* [ЗАДАНИЯ]:
[1] Повторите слово в слово отрывок из текста о прогулке в Сан-Пьетро: от слов «В Сан-Пьетро я» до слов «и многочисленными складками.» включительно.
[2] Кратко изложите текст о прогулке в Сан-Пьетро в двух предложениях.
[3] Что, согласно тексту о прогулке в Сан-Пьетро, создает внутри церкви иллюзию особенной протяженности?

* [ТЕКСТ]:
◆ ◆ ◆
В Сан-Пьетро я шел долго и упорно, практически через половину левой половины Венеции, и вряд ли прогулка моя была похожа на хадж: я смотрел, как солнце заходит над лагуной и купола церквей розовеют, точно доходя до весенней спелости, а потом, резко, начинают чернеть, как если мгновенно подгнили. И толпы людей, точно оголодавшие и дорвавшиеся до красоты, фотографируют это чудо, от которого невозможно оторваться, а ты поворачиваешься к великолепию спиной, плечами чувствуя излучение заката.[23]
Здесь же, внутри, никого нет, условное небо выше всякого неба, ряды колонн создают иллюзию особенной протяженности, из-за чего кажется, что церковь эта способна проглотить целый венецианский район со всеми его подробностями и многочисленными складками.
◆ ◆ ◆
* [СТРОКИ ДАННЫХ]:
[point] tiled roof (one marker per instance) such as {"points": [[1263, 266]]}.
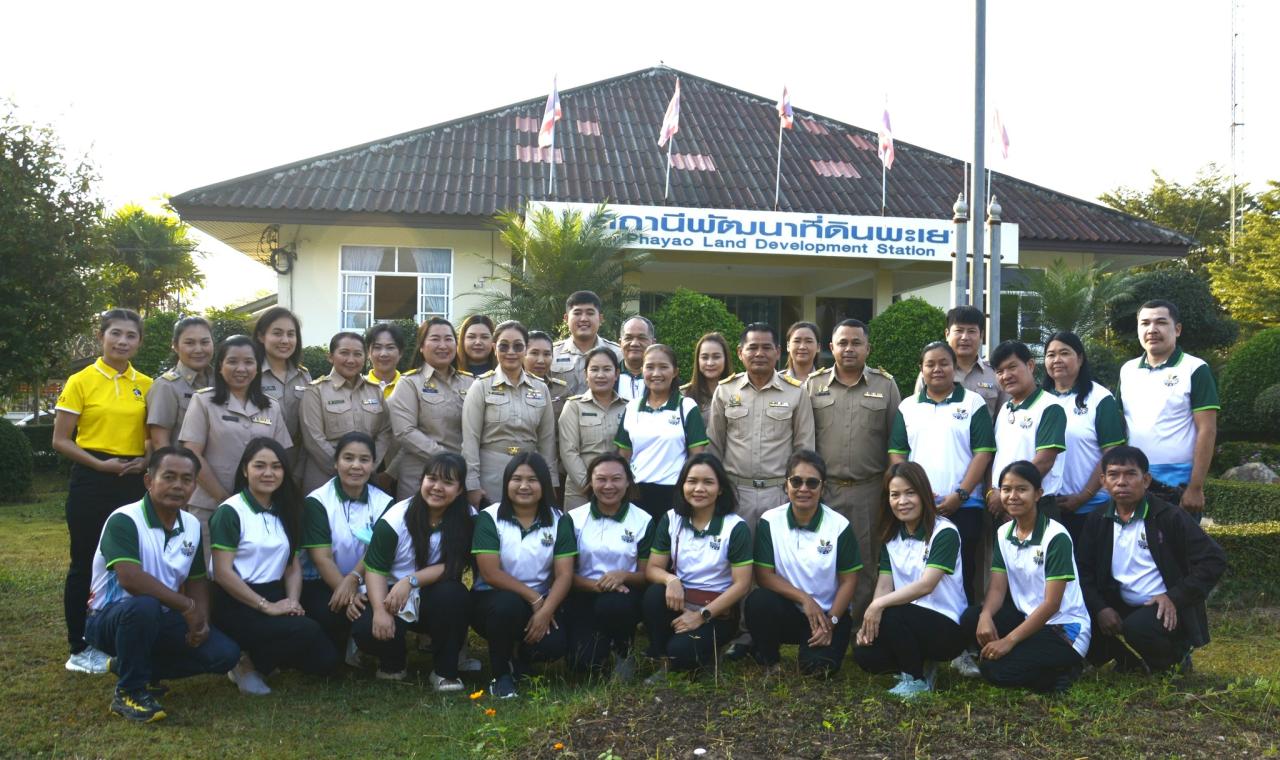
◆ ◆ ◆
* [ОТВЕТЫ ПО ЗАДАНИЯМ]:
[1]
В Сан-Пьетро я шел долго и упорно, практически через половину левой половины Венеции, и вряд ли прогулка моя была похожа на хадж: я смотрел, как солнце заходит над лагуной и купола церквей розовеют, точно доходя до весенней спелости, а потом, резко, начинают чернеть, как если мгновенно подгнили. И толпы людей, точно оголодавшие и дорвавшиеся до красоты, фотографируют это чудо, от которого невозможно оторваться, а ты поворачиваешься к великолепию спиной, плечами чувствуя излучение заката.[23]
Здесь же, внутри, никого нет, условное небо выше всякого неба, ряды колонн создают иллюзию особенной протяженности, из-за чего кажется, что церковь эта способна проглотить целый венецианский район со всеми его подробностями и многочисленными складками.

[2] По долгому пути в Сан-Пьетро видно, как солнце садится над лагуной, а купола церквей сначала розовеют и потом чернеют, и толпы людей фотографируют это зрелище. Внутри церкви никого нет, а ряды колонн создают иллюзию особенной протяженности.

[3] Ряды колонн.